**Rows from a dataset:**
** START **

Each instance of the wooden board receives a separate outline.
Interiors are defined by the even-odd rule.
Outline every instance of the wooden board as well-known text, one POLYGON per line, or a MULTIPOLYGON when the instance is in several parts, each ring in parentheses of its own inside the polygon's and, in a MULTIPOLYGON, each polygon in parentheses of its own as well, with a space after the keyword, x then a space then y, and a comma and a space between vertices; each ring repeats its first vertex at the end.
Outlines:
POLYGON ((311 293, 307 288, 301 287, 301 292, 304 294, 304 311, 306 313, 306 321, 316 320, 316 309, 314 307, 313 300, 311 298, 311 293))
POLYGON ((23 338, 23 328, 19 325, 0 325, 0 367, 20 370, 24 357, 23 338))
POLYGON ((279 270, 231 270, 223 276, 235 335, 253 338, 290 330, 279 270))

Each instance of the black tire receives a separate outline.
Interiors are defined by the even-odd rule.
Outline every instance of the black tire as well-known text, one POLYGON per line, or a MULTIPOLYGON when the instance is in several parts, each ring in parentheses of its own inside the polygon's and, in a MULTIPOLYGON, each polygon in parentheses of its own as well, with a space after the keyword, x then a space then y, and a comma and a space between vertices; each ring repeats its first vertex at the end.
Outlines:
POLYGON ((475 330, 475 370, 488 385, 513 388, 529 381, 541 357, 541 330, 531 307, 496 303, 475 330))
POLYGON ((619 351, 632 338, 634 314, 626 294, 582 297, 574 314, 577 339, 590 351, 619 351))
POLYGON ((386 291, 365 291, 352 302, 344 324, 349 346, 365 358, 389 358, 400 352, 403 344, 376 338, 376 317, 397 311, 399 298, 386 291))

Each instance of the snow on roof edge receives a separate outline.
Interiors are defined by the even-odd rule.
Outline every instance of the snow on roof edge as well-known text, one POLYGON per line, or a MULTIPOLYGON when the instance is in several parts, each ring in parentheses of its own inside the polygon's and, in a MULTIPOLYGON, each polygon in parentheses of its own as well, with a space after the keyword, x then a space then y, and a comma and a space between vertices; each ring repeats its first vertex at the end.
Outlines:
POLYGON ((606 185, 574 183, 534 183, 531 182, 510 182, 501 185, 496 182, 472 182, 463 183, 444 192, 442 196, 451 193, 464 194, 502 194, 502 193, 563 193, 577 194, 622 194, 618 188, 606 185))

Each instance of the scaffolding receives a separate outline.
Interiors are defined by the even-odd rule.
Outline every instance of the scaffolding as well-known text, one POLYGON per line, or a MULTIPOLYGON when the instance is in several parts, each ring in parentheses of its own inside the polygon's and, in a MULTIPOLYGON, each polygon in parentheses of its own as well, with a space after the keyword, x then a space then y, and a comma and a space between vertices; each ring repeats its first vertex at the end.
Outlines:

** END **

**What needs to be done:** Copy the items word for word, from the line containing "Each instance of the scaffolding" through the final line of the items, both included.

**Correct response:**
Each instance of the scaffolding receives a separate outline.
Interiors are defined by the even-odd rule.
Outline every instance of the scaffolding as well-known text, one POLYGON per line, or a MULTIPOLYGON when the instance is in several parts, each ring in parentheses of its own inside the polygon's and, in a MULTIPOLYGON, each polygon in parentheses of its own as well, with a space after the keyword, x then a space then y, and a comma and a space between vertices; each ring repeats its first vertex at the end.
Outlines:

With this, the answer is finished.